··· EXTRACTED RECORDS

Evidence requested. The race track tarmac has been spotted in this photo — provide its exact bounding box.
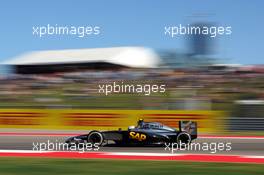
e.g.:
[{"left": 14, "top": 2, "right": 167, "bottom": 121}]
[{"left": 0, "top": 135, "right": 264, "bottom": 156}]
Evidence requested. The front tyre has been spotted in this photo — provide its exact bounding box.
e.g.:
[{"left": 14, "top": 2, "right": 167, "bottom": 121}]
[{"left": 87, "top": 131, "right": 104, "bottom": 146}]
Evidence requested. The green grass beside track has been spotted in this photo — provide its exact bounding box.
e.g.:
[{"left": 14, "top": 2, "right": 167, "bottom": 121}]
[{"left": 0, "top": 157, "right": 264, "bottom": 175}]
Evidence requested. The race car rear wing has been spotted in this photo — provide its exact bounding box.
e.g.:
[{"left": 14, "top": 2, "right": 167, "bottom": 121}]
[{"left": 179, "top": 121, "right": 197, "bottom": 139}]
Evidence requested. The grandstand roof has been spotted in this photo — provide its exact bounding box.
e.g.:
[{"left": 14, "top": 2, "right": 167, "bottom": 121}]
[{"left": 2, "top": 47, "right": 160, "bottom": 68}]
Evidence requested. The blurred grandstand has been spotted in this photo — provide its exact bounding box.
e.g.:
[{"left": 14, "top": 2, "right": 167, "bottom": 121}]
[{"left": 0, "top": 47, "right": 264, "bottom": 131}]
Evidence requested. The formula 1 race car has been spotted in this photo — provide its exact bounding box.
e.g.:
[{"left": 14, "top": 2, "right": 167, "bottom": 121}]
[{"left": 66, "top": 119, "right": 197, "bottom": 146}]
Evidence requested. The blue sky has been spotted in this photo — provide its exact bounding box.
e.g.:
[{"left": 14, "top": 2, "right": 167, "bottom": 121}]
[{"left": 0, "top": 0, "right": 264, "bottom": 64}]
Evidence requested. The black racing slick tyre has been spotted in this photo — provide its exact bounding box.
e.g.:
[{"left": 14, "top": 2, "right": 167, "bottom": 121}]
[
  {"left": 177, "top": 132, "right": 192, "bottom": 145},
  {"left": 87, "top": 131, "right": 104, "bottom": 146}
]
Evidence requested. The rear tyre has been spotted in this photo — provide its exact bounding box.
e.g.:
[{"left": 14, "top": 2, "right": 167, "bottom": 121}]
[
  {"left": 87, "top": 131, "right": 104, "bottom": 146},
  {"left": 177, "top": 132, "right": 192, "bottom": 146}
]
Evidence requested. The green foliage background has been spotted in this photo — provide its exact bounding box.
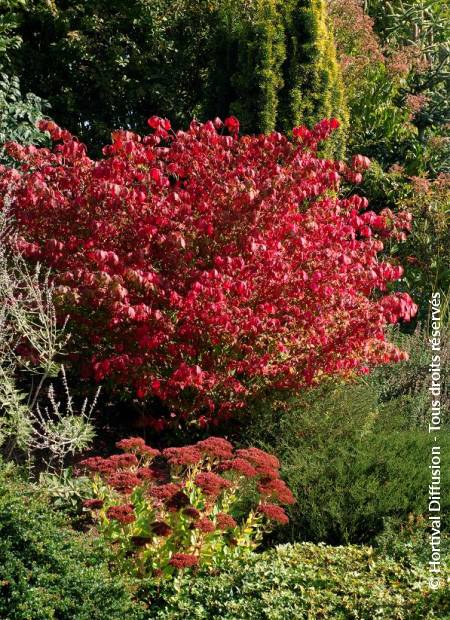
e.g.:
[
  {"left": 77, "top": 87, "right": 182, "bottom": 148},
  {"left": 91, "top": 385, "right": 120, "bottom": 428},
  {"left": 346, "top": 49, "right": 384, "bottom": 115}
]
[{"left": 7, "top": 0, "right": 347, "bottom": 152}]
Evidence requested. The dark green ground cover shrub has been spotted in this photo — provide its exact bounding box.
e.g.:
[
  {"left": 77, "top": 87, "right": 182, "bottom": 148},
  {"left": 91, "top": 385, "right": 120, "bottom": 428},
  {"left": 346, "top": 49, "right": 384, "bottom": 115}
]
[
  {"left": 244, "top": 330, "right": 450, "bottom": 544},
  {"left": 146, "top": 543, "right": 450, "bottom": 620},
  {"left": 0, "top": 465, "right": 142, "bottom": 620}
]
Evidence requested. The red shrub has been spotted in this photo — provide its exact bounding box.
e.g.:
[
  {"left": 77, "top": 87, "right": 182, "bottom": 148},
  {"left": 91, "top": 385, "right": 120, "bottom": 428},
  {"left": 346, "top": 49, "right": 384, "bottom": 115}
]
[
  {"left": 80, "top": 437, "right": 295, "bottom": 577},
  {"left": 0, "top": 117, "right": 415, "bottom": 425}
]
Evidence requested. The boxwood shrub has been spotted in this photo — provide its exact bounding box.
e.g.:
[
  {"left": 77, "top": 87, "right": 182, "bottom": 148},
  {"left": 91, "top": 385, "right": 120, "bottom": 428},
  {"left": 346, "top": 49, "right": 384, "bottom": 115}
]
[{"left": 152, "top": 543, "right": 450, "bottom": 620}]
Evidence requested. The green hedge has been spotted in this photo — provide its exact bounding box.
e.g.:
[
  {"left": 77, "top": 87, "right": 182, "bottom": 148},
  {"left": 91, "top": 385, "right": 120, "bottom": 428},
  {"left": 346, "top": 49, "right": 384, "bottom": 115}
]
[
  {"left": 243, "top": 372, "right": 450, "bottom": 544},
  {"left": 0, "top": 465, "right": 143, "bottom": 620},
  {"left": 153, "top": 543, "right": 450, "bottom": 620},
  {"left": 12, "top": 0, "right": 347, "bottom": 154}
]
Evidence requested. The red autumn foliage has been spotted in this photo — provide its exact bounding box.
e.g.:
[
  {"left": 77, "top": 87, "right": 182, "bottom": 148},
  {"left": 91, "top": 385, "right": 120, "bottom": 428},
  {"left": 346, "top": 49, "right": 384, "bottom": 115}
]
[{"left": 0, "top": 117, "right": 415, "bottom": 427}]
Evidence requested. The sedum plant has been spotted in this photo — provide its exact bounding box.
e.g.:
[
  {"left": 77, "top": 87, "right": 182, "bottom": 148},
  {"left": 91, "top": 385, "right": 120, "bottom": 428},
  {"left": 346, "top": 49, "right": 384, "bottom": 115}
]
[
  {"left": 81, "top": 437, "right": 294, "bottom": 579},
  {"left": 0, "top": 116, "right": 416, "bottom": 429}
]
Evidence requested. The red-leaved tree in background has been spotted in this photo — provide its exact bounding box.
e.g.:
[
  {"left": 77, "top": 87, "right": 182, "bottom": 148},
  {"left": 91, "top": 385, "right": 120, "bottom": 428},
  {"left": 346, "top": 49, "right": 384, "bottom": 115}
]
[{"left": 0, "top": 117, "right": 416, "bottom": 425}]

······

== DIRECTIONS FOR THIS TASK ==
Copy out every one of the lines above word for word, from the first to the last, and leave out the pictures.

== WORKED SOLUTION ==
Evidence requested. The race track tarmac has been spotted in this photo — provide its exact bounding box.
e.g.:
[{"left": 14, "top": 2, "right": 167, "bottom": 121}]
[{"left": 0, "top": 135, "right": 264, "bottom": 156}]
Evidence requested. The front tyre has been spotted in this photo — provide its exact bounding box.
e.g.:
[{"left": 14, "top": 2, "right": 167, "bottom": 121}]
[{"left": 87, "top": 131, "right": 104, "bottom": 146}]
Evidence requested. The green grass beside track has been spotted in this photo — provide its exact bounding box.
e.g.:
[{"left": 14, "top": 2, "right": 167, "bottom": 121}]
[{"left": 0, "top": 157, "right": 264, "bottom": 175}]
Evidence requested. The race car rear wing has been spotted in this photo — provide its exact bounding box.
e.g.:
[{"left": 14, "top": 2, "right": 167, "bottom": 121}]
[{"left": 179, "top": 121, "right": 197, "bottom": 139}]
Evidence requested. The grandstand roof has been spotted in this photo — provide its exact bounding box.
e.g.:
[{"left": 14, "top": 2, "right": 167, "bottom": 121}]
[{"left": 2, "top": 47, "right": 160, "bottom": 68}]
Evidence requested. The blurred grandstand has been spotted in this photo — provide its exact bounding box.
e.g.:
[{"left": 14, "top": 2, "right": 167, "bottom": 121}]
[{"left": 0, "top": 47, "right": 264, "bottom": 131}]
Evidence requested. The formula 1 race car has been spotted in this photo — provide its exact bounding box.
e.g.:
[{"left": 14, "top": 2, "right": 167, "bottom": 121}]
[{"left": 66, "top": 119, "right": 197, "bottom": 146}]
Evidence requested. The blue sky has been spotted in this photo — provide its exact bounding box.
e.g.:
[{"left": 14, "top": 2, "right": 167, "bottom": 121}]
[{"left": 0, "top": 0, "right": 264, "bottom": 64}]
Evidence requested. The black racing slick tyre has been spotted in this photo — provide its exact bounding box.
e.g.:
[{"left": 14, "top": 2, "right": 167, "bottom": 121}]
[
  {"left": 177, "top": 132, "right": 192, "bottom": 145},
  {"left": 87, "top": 131, "right": 104, "bottom": 146}
]
Evidence requested. The rear tyre has been spotted in this photo — provide its exact bounding box.
e.g.:
[{"left": 14, "top": 2, "right": 167, "bottom": 121}]
[
  {"left": 87, "top": 131, "right": 104, "bottom": 146},
  {"left": 177, "top": 132, "right": 192, "bottom": 146}
]
Evidence requested. The green foliage background has been spotted in this photo — provide its exact bounding box.
e.g.:
[
  {"left": 77, "top": 87, "right": 182, "bottom": 148},
  {"left": 91, "top": 385, "right": 120, "bottom": 428},
  {"left": 346, "top": 49, "right": 384, "bottom": 115}
]
[{"left": 7, "top": 0, "right": 347, "bottom": 152}]
Evidence requested. The dark green ground cover shrub has been spotted in this photo — provide its exact bounding box.
e.g.:
[
  {"left": 77, "top": 87, "right": 182, "bottom": 148},
  {"left": 91, "top": 385, "right": 120, "bottom": 428},
  {"left": 346, "top": 49, "right": 384, "bottom": 115}
]
[
  {"left": 244, "top": 330, "right": 450, "bottom": 544},
  {"left": 146, "top": 543, "right": 450, "bottom": 620},
  {"left": 0, "top": 465, "right": 142, "bottom": 620}
]
Evidence requested. The red shrub has been spotted in this photo — provide its exact bounding box.
e.g.:
[
  {"left": 77, "top": 87, "right": 182, "bottom": 148},
  {"left": 91, "top": 385, "right": 120, "bottom": 428},
  {"left": 346, "top": 49, "right": 384, "bottom": 115}
]
[
  {"left": 80, "top": 437, "right": 295, "bottom": 577},
  {"left": 0, "top": 117, "right": 415, "bottom": 425}
]
Evidence requested. The boxwood shrub has been spotted in this photo — provide its exact bounding box.
e.g.:
[
  {"left": 77, "top": 87, "right": 182, "bottom": 148},
  {"left": 91, "top": 385, "right": 120, "bottom": 428},
  {"left": 346, "top": 49, "right": 384, "bottom": 115}
]
[{"left": 152, "top": 543, "right": 450, "bottom": 620}]
Evidence requested. The green hedge has been spotted in this photo — provide its exact bounding box.
e.g.:
[
  {"left": 77, "top": 87, "right": 182, "bottom": 148},
  {"left": 91, "top": 385, "right": 120, "bottom": 428},
  {"left": 346, "top": 49, "right": 384, "bottom": 115}
]
[
  {"left": 243, "top": 372, "right": 450, "bottom": 544},
  {"left": 0, "top": 465, "right": 143, "bottom": 620},
  {"left": 153, "top": 543, "right": 450, "bottom": 620},
  {"left": 12, "top": 0, "right": 347, "bottom": 154}
]
Evidence requested. The red autumn foliage has been spotted in this photo — provide its exact bounding box.
e.g.:
[
  {"left": 77, "top": 87, "right": 182, "bottom": 148},
  {"left": 91, "top": 385, "right": 120, "bottom": 428},
  {"left": 346, "top": 49, "right": 384, "bottom": 115}
]
[{"left": 0, "top": 117, "right": 415, "bottom": 427}]
Evidence requested. The sedum plant has been spotted in this photo — provide its exact bounding box.
e.g.:
[
  {"left": 77, "top": 87, "right": 182, "bottom": 148},
  {"left": 91, "top": 385, "right": 120, "bottom": 428},
  {"left": 346, "top": 49, "right": 384, "bottom": 115}
]
[
  {"left": 81, "top": 437, "right": 294, "bottom": 579},
  {"left": 0, "top": 116, "right": 416, "bottom": 429}
]
Evidence requested. The red-leaved tree in background has been spotted in this photo — provide its exact bounding box.
e.g.:
[
  {"left": 77, "top": 87, "right": 182, "bottom": 148},
  {"left": 91, "top": 385, "right": 120, "bottom": 428},
  {"left": 346, "top": 49, "right": 384, "bottom": 115}
]
[{"left": 0, "top": 117, "right": 416, "bottom": 425}]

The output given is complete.